**Task description**
Please pick out every line in the rows below that contains the word "jacket" and copy each of those lines. Matching is case-sensitive.

**Data rows**
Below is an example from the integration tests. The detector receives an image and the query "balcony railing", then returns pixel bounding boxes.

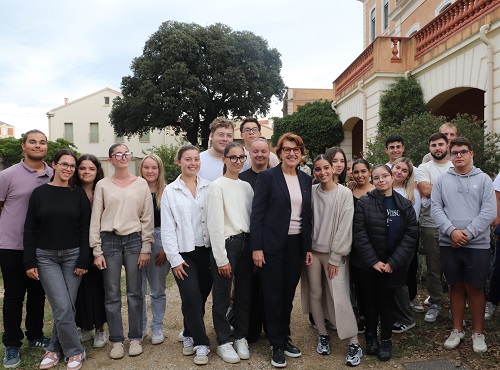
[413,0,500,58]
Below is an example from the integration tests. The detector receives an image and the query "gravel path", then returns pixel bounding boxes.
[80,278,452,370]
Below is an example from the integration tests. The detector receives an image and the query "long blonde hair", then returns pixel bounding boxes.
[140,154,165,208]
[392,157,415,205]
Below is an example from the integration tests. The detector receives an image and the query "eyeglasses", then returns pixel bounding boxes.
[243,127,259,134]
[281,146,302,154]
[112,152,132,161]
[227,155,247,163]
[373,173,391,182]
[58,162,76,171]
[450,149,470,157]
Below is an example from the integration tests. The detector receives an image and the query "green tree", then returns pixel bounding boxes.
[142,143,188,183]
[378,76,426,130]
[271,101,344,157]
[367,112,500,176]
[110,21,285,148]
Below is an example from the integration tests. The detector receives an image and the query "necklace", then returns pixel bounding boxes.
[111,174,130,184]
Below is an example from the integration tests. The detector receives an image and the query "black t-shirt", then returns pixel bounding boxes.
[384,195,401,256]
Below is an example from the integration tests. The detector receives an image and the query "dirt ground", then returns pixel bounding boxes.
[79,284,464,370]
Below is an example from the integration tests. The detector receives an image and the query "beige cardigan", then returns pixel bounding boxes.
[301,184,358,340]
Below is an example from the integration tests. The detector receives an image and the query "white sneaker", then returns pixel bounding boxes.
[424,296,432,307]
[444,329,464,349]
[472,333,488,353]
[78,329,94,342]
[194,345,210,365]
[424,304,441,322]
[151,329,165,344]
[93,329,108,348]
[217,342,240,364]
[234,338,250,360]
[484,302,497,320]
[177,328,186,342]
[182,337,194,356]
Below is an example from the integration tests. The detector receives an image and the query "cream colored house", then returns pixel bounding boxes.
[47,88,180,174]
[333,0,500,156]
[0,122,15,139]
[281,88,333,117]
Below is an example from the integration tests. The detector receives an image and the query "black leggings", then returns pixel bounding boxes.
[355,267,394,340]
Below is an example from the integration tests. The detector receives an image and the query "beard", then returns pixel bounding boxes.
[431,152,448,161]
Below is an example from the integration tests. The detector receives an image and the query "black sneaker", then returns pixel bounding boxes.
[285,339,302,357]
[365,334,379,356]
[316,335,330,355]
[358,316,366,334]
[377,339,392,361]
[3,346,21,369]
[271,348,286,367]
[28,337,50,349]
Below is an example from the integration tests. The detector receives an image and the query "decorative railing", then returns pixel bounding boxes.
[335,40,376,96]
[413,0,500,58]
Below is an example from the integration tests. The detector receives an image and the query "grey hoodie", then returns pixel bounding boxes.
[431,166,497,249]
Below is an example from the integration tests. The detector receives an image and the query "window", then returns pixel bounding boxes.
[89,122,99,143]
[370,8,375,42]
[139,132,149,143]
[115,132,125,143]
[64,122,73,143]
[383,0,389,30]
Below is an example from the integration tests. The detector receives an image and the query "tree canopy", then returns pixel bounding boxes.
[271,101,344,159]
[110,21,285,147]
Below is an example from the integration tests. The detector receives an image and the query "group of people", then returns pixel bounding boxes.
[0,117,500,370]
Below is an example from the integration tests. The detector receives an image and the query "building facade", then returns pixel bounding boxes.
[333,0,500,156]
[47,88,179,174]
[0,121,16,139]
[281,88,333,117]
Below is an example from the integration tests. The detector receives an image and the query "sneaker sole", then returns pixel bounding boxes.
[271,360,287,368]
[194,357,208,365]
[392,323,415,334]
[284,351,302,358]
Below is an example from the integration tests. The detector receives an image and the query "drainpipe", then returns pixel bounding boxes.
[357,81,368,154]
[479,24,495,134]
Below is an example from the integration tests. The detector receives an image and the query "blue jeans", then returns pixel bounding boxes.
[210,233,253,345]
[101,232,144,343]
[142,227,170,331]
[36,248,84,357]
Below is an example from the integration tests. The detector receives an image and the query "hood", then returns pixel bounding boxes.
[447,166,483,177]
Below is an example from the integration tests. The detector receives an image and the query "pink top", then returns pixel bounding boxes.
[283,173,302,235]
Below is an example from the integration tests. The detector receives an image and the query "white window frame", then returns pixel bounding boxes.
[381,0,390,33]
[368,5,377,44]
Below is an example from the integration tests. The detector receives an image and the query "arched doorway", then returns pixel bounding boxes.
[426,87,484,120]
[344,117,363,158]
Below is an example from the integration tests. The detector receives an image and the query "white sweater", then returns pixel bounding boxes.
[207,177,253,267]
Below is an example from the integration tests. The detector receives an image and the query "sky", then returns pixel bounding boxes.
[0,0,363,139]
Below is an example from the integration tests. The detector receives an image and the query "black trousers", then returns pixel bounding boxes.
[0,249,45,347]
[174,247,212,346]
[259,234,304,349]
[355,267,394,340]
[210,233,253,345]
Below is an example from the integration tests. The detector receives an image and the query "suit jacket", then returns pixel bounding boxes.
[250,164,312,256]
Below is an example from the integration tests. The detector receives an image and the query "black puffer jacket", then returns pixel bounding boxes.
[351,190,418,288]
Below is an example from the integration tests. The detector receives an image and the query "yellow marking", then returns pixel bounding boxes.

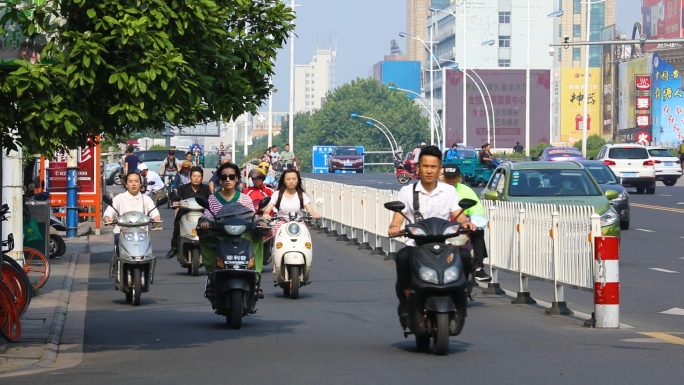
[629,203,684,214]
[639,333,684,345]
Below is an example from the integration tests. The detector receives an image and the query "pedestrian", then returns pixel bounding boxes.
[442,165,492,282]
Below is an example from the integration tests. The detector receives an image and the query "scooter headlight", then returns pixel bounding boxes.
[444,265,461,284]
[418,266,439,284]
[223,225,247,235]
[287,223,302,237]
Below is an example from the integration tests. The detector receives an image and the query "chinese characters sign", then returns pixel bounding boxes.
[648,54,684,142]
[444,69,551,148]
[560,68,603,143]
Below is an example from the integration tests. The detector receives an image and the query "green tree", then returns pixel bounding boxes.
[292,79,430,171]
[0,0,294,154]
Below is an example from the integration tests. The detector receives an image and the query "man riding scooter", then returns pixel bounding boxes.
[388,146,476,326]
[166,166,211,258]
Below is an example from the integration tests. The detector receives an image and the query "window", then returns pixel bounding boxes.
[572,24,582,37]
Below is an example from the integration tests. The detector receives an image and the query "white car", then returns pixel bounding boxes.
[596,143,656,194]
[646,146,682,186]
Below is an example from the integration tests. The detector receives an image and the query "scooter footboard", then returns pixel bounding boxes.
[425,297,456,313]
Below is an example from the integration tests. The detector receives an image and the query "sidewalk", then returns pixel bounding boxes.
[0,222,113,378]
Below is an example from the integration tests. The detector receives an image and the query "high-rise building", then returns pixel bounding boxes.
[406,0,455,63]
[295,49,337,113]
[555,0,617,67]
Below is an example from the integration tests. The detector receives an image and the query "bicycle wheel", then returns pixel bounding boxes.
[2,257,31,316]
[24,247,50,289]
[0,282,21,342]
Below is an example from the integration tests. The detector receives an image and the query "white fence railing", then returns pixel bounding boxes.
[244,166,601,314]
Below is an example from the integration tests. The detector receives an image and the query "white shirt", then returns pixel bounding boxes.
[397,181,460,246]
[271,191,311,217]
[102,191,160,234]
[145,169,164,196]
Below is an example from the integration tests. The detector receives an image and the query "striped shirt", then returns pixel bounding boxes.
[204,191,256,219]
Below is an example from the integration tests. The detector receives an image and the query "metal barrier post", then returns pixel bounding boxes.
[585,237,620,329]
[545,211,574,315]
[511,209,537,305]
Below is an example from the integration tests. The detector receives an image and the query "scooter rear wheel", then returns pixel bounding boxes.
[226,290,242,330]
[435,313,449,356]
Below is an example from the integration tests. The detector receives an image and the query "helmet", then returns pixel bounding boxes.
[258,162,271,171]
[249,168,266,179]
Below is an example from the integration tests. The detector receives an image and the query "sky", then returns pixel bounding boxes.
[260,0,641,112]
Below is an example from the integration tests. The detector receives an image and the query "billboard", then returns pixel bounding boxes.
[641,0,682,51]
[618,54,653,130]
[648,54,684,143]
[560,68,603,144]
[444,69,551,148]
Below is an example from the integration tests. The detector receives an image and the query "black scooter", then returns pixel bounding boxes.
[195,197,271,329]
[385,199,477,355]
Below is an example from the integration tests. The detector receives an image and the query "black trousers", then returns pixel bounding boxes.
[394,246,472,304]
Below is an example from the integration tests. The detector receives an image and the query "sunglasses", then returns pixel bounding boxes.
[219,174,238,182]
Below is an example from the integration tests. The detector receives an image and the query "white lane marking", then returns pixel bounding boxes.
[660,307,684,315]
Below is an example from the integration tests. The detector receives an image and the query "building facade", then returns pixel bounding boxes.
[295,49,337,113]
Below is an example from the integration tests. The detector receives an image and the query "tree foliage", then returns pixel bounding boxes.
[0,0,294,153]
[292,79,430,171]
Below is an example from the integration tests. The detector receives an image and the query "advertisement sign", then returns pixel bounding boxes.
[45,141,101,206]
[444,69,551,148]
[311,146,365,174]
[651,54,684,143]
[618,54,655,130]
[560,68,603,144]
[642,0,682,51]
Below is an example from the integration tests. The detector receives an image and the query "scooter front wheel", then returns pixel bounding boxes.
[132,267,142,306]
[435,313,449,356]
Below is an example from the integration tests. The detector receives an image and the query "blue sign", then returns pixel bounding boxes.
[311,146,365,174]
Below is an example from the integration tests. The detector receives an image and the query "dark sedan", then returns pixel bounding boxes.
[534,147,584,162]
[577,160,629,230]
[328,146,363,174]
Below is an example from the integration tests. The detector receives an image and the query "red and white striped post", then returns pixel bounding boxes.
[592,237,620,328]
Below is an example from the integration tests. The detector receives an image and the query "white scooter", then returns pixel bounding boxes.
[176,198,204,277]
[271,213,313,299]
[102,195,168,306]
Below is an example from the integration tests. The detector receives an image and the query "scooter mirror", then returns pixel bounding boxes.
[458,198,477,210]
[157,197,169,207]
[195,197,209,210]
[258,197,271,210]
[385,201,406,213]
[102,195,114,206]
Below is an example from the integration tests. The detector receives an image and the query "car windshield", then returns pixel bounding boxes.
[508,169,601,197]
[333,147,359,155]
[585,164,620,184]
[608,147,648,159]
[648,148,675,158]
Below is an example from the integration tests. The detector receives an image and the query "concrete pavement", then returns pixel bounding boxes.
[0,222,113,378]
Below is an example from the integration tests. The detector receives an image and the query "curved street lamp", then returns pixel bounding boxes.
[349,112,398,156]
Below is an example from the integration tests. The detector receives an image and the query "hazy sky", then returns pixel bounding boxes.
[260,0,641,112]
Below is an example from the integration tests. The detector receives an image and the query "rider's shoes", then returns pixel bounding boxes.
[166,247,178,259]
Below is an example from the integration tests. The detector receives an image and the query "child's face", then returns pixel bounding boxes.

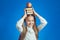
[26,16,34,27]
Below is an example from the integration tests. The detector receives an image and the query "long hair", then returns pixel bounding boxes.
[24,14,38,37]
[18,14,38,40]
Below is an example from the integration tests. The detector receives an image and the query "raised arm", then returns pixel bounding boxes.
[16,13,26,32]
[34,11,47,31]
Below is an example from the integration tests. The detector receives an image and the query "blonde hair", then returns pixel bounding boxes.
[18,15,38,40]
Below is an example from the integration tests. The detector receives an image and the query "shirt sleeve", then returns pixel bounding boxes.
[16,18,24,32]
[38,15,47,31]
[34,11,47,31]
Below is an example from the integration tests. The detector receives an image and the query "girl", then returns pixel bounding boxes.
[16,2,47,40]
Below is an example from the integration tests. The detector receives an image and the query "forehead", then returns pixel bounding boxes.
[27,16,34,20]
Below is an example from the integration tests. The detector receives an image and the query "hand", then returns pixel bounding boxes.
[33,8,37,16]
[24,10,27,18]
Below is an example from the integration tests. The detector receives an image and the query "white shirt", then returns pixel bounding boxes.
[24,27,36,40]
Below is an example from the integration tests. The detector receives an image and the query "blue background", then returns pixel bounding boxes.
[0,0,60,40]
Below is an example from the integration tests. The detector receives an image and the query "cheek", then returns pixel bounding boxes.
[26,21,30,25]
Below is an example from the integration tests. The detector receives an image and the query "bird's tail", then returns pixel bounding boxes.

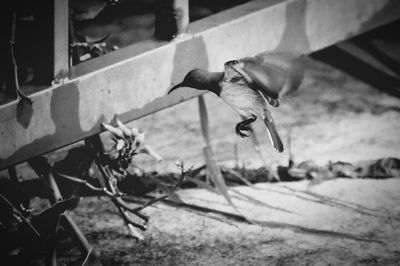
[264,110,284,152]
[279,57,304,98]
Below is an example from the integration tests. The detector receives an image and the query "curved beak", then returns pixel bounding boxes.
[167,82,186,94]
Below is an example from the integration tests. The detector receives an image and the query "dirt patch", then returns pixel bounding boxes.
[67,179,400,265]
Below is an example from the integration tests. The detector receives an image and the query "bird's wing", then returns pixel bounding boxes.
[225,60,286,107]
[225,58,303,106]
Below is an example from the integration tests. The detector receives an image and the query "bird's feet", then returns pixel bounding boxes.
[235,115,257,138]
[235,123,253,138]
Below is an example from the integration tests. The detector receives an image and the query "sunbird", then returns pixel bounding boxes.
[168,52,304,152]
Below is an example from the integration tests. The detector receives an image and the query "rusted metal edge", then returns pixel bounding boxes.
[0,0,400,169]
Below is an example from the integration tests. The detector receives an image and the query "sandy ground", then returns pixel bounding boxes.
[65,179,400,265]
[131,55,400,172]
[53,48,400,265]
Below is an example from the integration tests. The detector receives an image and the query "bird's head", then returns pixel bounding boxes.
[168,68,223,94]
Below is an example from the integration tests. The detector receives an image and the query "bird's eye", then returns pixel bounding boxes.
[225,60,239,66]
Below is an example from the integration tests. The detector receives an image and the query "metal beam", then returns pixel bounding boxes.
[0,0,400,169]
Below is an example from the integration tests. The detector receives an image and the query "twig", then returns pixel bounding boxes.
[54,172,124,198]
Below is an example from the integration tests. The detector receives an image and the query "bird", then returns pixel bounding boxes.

**Result of the task**
Below is an example from the integration tests. The detector receives an image and the query "suit jacket", then returns pixel bounding boxes.
Below is an example from the integration tests. The detector receives an image and the query "black puffer jacket", then returns pixel bounding boxes.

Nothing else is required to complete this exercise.